Wednesday, February 5, 2014

NSF and reticulating phylogenies


In mid January, the US National Science Foundation released a new Program Solicitation, NSF 14-527. This is called the Genealogy of Life (GoLife).

The text notes:
This solicitation represents the successor program to the Assembling the Tree of Life program. The name has been changed to include projects covering the complexity of phylogenetic patterns across all of life.
So, it replaces the previous documents NSF 10-513 (the Assembling the Tree of Life program, AToL) and NSF 11-534 (the Assembling, Visualizing and Analyzing the Tree of Life program, AVAToL). The latter program has its own web page, which gives you an idea of what it has been about.

For those of us interested in phylogenetic networks, the following parts of the Introduction to the new program are of particular interest:
Understanding the tree of life has been a goal of evolutionary biologists since the time of Darwin. During the past decade, unprecedented gains in gathering and analyzing phylogenetic data have demonstrated increasingly complex genealogical patterns. 
The GoLife program builds upon the AToL program by accommodating the complexity of diversification patterns across all of life's history. Our current knowledge of processes such as hybridization, endosymbiosis and lateral gene transfer makes clear that the evolutionary history of life on Earth cannot accurately be depicted as a single, typological, bifurcating tree.
This is very good news, and a major step forward. The two Tree of Life programs were implicitly based on a rather unrealistic assumption about the shape of phylogenetic history. This new move has been a long time coming, both during prior stakeholder discussions and within the various committees. There are a number of people who will be personally pleased that this has come to fruition.
* * *
DIRECTIONS FOR THIS TASK >> Continue the blog post on the NSF program and reticulating phylogenies from the point where it ends.

EXERCISE DATA >>
* * *
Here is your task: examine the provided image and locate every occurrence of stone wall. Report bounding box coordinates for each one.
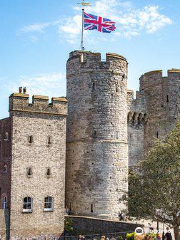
* * *
TASK RESPONSE >>
The focus of the new program is solely on biology, however:
Proposals should focus on poorly sampled clades or data layers within the Genealogy of Life where new data will have a profound impact on our understanding of the pattern of life's evolution ... Additional examples of projects that will not be considered by this program include: ... 5) projects that are solely focused on the development of new computational methods or technologies. 
This is a pity, because there needs to be method development before reticulating phylogenies can be constructed in a manner similar to what is currently used for tree building. There is likely to be a major need for practical large-scale methods for producing evolutionary networks, which unfortunately will be supported only outside of this particular program.

Furthermore:
The project should include a plan for integration and standardization of data consistent with three AVAToL projects: Open Tree of Life, ARBOR, and Next Generation Phenomics.
This is an important requirement, as scientific data tends to disappear into a black hole unless it is prised out of the scientists' hands. The problem is that the Open Tree of Life appears to currently have no mechanism for dealing with non-tree phylogenies!